Updated: Apr 19, 2023

Join us for a visit to the two branches of the Jewish Museum in Vienna and see how the Jewish community has lived, loved and worked in Vienna across the ages!



The Jewish Museum in Vienna has two branches. The main one on Dortheergasse houses the permanent collection and the Our City! exhibition while the Judenplatz branch takes you underground to the remains of the synagogue that was burned down in the destruction of the Jewish community in Vienna during the first expulsion and murder of Jewish people in the city in 1421.


The Dprptjeergasse building was originally Palais Eskeles, an aristocratic townhouse that traces its roots beyond the early 15th century. The permanent exhibition is arranged in three areas: the Display Depot presents collections and the collectors behind them.


The first half tackles the rebuilding of this community after WWII. The second addresses the time before WWII, with a focus on Jews in Viennese life and the three great periods of often violent and deadly expulsion (1421, 1670, and under the Nazis). The permanent exhibition "Our City!" was opened in 2013 to provide a comprehensive insight into the life and history of Jewish Vienna. The journey begins on the ground floor with the years spanning 1945 to today. On the second floor, you will see Jewish history from its beginnings to the years 1938/1945.

- **DATA SECTION**
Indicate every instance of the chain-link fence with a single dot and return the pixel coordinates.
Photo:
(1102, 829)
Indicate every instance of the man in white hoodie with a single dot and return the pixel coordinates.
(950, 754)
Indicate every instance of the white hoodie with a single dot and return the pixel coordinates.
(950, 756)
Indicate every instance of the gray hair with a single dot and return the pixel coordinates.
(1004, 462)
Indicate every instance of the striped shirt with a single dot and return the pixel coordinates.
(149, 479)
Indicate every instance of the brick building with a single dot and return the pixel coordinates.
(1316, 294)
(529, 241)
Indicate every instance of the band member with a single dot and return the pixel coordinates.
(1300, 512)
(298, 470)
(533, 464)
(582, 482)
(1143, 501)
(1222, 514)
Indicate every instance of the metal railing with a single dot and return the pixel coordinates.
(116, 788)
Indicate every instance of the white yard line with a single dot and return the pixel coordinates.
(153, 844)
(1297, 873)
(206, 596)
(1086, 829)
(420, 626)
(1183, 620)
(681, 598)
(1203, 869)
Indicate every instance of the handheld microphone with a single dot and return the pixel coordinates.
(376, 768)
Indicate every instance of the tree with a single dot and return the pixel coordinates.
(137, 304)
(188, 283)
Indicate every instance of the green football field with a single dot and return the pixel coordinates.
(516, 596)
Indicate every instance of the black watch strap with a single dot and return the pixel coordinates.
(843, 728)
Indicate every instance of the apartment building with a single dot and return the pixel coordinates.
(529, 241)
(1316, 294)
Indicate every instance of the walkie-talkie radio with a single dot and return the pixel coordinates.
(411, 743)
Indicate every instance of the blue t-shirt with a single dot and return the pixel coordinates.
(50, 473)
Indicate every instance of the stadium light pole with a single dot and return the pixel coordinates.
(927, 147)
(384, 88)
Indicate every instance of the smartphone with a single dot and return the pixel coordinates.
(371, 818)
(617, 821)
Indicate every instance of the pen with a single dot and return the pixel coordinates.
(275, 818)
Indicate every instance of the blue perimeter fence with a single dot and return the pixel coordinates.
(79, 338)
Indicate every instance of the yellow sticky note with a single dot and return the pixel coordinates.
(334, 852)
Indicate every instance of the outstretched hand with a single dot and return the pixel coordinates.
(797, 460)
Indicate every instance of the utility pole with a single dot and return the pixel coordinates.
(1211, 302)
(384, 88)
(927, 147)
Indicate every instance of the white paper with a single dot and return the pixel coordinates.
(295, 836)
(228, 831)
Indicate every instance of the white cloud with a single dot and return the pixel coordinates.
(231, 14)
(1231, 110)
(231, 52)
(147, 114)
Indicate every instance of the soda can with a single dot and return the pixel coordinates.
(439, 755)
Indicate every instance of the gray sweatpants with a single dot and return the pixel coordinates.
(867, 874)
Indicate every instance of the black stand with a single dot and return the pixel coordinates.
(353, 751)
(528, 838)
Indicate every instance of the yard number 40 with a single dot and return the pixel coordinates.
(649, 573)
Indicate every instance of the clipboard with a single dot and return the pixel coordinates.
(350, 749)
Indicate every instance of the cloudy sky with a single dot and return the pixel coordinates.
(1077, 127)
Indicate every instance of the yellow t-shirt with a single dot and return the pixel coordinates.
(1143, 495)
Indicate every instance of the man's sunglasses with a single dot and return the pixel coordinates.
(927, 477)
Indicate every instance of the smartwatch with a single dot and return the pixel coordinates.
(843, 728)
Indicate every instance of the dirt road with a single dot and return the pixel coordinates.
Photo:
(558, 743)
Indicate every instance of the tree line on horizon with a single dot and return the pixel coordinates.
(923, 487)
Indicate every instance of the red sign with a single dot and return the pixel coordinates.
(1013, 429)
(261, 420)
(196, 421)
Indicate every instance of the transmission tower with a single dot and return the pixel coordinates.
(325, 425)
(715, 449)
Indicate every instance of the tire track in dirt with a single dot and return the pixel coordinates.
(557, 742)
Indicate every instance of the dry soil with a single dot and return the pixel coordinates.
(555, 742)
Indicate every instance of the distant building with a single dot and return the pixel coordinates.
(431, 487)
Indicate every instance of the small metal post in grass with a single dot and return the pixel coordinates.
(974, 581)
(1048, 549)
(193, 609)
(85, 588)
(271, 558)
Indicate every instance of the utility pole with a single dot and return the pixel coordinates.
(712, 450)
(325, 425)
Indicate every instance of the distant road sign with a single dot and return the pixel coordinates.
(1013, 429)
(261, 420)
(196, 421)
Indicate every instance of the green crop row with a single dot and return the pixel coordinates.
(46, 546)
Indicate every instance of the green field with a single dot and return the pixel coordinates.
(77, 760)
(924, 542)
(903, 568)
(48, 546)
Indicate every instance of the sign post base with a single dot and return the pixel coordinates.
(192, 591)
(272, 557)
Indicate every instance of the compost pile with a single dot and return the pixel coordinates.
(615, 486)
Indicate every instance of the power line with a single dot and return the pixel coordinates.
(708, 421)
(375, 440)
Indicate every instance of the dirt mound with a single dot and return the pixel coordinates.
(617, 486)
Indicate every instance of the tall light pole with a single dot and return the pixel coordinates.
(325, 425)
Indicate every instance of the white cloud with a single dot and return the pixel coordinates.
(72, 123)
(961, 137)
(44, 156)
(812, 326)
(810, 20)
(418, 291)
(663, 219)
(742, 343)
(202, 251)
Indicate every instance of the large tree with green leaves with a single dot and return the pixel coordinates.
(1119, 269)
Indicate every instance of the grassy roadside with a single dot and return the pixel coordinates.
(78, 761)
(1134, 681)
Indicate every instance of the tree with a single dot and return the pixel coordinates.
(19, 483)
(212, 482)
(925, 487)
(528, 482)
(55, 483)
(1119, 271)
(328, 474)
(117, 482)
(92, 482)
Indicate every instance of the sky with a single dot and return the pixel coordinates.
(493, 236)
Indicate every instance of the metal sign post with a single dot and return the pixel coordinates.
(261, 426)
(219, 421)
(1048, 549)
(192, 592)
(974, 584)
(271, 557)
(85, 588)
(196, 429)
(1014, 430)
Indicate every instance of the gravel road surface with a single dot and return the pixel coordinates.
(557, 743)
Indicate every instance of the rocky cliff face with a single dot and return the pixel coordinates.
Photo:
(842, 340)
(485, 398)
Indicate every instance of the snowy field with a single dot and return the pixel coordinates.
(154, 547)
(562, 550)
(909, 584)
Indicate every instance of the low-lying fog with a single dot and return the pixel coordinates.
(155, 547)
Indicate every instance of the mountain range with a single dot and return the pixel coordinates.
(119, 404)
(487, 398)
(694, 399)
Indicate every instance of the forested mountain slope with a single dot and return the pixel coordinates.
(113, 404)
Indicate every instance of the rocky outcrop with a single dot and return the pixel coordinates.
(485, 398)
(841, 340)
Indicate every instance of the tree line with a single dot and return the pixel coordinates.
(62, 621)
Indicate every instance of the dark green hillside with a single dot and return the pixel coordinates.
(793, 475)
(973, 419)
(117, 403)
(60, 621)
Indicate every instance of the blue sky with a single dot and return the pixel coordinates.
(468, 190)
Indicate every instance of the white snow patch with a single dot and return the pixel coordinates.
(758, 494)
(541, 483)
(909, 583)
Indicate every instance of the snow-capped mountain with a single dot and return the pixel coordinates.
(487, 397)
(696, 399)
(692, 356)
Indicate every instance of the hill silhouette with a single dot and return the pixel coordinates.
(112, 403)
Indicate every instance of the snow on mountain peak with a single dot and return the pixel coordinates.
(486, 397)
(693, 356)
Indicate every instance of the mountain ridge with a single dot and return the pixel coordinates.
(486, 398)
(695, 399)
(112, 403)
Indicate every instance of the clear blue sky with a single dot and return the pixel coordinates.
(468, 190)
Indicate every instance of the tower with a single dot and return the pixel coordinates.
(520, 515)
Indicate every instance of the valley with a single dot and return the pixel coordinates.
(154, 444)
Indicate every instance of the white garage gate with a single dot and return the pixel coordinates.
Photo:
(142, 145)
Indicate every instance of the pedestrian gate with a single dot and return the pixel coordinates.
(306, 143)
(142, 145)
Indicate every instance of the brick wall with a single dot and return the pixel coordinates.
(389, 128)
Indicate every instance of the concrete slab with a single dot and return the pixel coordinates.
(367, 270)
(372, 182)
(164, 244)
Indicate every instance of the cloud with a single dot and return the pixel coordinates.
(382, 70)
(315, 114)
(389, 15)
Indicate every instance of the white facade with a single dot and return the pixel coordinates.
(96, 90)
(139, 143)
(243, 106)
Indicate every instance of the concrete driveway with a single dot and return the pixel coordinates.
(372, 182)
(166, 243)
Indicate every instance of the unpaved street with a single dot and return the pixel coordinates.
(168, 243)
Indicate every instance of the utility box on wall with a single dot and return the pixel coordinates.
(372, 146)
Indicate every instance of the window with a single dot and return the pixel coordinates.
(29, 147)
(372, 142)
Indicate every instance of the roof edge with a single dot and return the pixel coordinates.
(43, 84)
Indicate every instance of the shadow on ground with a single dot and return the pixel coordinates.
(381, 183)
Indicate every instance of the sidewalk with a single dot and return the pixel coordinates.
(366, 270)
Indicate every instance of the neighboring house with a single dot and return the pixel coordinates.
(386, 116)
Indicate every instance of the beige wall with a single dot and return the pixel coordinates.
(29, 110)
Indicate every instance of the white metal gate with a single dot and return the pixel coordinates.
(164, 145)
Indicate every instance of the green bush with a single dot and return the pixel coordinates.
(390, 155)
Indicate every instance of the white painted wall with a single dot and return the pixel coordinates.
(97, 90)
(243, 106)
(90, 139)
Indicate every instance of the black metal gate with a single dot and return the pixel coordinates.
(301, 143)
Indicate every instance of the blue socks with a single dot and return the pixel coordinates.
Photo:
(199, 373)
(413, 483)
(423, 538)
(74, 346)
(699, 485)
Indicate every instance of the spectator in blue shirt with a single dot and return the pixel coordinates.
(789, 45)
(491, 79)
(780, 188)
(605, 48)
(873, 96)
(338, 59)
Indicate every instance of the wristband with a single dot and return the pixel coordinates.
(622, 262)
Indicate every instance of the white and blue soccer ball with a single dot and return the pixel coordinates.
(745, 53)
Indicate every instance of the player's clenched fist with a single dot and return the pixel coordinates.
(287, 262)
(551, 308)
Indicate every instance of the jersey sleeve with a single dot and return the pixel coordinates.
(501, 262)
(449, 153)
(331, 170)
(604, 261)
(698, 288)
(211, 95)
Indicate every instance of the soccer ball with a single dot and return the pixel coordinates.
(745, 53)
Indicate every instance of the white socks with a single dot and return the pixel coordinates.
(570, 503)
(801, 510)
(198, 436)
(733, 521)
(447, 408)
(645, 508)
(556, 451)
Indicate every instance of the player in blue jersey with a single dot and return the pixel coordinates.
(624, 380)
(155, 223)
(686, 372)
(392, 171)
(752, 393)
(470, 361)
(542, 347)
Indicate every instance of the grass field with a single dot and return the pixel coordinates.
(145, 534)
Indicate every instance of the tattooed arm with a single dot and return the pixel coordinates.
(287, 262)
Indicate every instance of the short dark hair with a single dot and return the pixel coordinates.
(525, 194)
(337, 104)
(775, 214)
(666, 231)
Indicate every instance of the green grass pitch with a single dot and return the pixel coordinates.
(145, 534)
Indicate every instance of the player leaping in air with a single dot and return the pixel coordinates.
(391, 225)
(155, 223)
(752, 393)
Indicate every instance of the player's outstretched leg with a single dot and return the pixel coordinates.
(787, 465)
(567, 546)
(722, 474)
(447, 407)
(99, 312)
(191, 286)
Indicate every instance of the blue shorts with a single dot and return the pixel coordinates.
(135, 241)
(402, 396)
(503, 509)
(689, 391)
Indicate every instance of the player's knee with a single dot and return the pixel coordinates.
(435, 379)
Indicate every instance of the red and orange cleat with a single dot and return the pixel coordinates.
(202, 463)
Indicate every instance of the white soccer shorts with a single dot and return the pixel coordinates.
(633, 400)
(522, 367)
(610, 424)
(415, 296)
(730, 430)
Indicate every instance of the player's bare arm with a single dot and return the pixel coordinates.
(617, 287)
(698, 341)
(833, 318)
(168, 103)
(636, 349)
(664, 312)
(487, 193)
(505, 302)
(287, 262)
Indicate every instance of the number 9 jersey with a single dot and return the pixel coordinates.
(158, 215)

- **DESCRIPTION OF THE TASK**
Translate this sentence from the Vienna museum text into Spanish: "The journey begins on the ground floor with the years spanning 1945 to today." Rely only on the Vienna museum text, not the data.

- **RESULT**
El recorrido comienza en la planta baja con los años que van desde 1945 hasta hoy.